#### Dataset excerpt
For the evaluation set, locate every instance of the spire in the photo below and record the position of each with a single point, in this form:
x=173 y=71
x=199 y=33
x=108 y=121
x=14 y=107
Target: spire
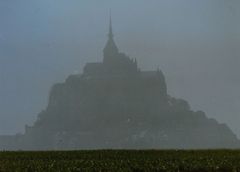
x=110 y=34
x=110 y=50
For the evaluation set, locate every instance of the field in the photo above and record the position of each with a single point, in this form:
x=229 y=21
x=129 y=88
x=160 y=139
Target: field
x=122 y=160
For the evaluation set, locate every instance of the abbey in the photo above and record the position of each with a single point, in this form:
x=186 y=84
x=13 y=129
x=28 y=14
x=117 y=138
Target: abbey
x=113 y=104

#### Short problem
Set down every line of the entries above word for word, leaving out the pictures.

#### Expected answer
For the evaluation set, locate every instance of the spire in the photo below and record the position of each with a single point, in this form:
x=173 y=71
x=199 y=33
x=108 y=121
x=14 y=107
Target: spire
x=110 y=34
x=110 y=50
For the evaluation set, locate every instance of the field in the photo above and record the position of each with a single point, in this form:
x=229 y=21
x=129 y=88
x=160 y=139
Target: field
x=122 y=160
For the evaluation set, locate every instance of the abbey in the photo above and record the position of each with a single point, in this form:
x=186 y=84
x=13 y=129
x=28 y=14
x=117 y=138
Target: abbey
x=113 y=104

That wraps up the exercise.